-------- EXTRACTED DATA --------

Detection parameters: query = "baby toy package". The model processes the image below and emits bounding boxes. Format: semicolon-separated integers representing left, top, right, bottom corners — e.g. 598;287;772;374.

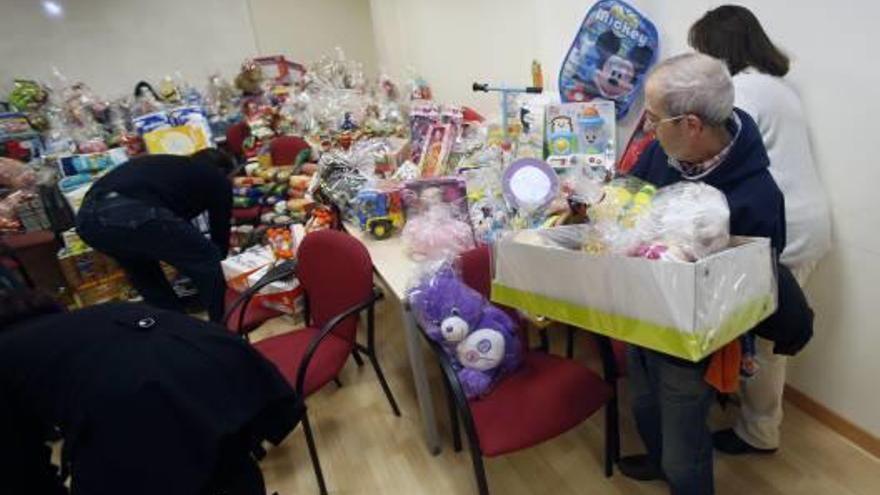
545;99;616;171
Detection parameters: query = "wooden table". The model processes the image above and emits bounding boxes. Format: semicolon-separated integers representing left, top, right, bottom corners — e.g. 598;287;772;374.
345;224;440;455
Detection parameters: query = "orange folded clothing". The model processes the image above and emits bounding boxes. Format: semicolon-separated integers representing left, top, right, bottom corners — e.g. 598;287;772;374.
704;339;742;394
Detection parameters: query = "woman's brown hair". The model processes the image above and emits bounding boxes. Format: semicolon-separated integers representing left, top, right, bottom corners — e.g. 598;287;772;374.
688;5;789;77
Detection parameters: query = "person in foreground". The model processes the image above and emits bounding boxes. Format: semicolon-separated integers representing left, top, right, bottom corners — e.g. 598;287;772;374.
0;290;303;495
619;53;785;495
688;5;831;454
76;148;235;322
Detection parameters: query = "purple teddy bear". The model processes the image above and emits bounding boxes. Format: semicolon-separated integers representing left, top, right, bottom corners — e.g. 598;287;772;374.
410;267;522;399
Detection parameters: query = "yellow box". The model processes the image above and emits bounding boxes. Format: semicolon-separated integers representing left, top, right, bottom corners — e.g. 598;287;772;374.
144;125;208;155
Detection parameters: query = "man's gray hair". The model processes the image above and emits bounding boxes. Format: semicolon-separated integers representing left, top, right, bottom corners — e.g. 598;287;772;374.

--------

EXERCISE INSTRUCTIONS -
Convert every line above into a JSON list of strings, one string per line, skipping blank lines and leaving out the pictures.

EXERCISE OUTPUT -
[
  "Detection parameters: query = \"baby toy package\". The model processes the image below and emits bounding boxes. Format: semicolon-separated integers representing left, top, right, bottom corners — e.g. 598;287;772;374.",
  "545;99;616;171",
  "Detection parameters: query = \"wooden table\". The model processes the image above and emits bounding boxes. Format: semicolon-separated integers representing left, top, right, bottom corners — e.g. 598;287;772;374.",
  "345;224;440;455",
  "Detection parameters: query = \"orange folded clothing\". The model processes the image above and emits bounding boxes. Format: semicolon-separated integers representing left, top, right, bottom corners — e.g. 598;287;772;374.",
  "704;339;742;394",
  "Detection parameters: query = \"woman's brown hair\". The model processes the image above and emits bounding boxes. Format: semicolon-separated integers representing left, top, right, bottom corners — e.g. 598;287;772;374.",
  "688;5;789;77",
  "Detection parameters: query = \"person in foreground\". The model processes the image above and emits bounding boxes. Format: semicolon-separated integers representing left, top, right, bottom corners — e.g. 598;287;772;374.",
  "0;290;303;495",
  "619;53;785;495",
  "688;5;831;454",
  "76;148;235;322",
  "Detection parameters: query = \"purple teddy bear\". The model processes the image above and emits bounding boxes. Format: semicolon-separated integers representing left, top, right, bottom corners — e.g. 598;287;772;374.",
  "410;267;522;399",
  "Detection parameters: query = \"yellow box\". The model processes the image above and emits bounding boxes. Format: semicolon-separated integers representing left, top, right, bottom corners — e.g. 598;287;772;374.",
  "144;125;208;155",
  "Detection parameters: query = \"man's gray hair\". The model processes the image above and emits bounding boxes. Format: semicolon-separated integers representing left, top, right, bottom corners — e.g. 598;287;772;374."
]